■ Set exercise:
Reproduce verbatim the part of the records below that opens with the line containing "For the evaluation set, point out every instance of the white" and continues through the end of the records.

■ Records to use:
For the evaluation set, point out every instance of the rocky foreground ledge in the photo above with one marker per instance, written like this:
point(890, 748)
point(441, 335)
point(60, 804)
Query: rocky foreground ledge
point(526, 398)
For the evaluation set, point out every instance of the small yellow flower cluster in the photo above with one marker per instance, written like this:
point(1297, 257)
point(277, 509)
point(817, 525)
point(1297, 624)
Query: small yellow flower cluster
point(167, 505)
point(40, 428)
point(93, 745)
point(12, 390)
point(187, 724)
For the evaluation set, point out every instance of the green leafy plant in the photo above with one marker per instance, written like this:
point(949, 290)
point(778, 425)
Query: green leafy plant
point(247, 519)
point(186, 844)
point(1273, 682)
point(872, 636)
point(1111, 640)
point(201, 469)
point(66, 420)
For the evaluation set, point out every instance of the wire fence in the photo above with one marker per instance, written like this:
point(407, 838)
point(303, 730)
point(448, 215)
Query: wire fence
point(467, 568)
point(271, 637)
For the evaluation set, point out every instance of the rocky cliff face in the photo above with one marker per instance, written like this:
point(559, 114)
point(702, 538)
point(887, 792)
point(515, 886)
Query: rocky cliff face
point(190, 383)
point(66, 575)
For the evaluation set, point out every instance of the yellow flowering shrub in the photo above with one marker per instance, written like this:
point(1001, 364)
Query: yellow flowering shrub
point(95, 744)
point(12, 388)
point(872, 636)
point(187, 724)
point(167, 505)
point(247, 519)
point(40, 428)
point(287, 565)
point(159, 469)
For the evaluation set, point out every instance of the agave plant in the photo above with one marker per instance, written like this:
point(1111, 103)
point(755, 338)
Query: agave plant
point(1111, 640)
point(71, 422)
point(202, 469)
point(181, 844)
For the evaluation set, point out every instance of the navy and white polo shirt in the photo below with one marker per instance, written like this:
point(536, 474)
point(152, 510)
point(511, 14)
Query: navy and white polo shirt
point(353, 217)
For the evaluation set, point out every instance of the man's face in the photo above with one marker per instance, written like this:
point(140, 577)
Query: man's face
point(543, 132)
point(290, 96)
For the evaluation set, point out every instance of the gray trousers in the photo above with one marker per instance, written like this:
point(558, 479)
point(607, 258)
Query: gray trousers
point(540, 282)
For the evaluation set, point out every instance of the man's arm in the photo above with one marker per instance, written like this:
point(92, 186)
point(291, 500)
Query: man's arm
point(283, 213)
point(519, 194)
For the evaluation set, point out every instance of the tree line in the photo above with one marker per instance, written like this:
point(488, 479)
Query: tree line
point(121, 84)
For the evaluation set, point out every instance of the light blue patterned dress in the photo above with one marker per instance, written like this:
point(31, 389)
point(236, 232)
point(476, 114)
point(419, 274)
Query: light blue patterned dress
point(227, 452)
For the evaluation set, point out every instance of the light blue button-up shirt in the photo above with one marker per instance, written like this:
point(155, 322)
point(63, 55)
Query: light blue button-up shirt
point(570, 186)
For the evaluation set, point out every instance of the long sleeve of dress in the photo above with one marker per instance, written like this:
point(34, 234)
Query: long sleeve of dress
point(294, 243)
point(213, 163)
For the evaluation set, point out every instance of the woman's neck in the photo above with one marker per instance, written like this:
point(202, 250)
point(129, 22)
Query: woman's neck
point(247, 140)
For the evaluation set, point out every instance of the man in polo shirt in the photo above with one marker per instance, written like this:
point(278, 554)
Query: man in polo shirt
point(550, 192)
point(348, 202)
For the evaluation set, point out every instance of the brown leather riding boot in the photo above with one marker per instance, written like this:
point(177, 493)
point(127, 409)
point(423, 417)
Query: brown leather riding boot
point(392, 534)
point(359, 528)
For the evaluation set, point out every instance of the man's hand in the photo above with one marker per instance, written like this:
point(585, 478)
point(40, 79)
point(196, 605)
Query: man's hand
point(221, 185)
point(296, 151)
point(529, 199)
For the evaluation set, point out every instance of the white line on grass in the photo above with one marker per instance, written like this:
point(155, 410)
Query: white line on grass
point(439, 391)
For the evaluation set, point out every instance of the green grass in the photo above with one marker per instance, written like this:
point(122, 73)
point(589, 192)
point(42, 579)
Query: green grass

■ Answer:
For the evaluation set, point out every instance of the white line on grass in the photo above with one marker per instance, written like this:
point(155, 410)
Query: white line on grass
point(439, 391)
For the evaluation set, point out every instance of the green grass in the photo above with one marker per instance, written like this:
point(122, 73)
point(589, 192)
point(42, 579)
Query: green grass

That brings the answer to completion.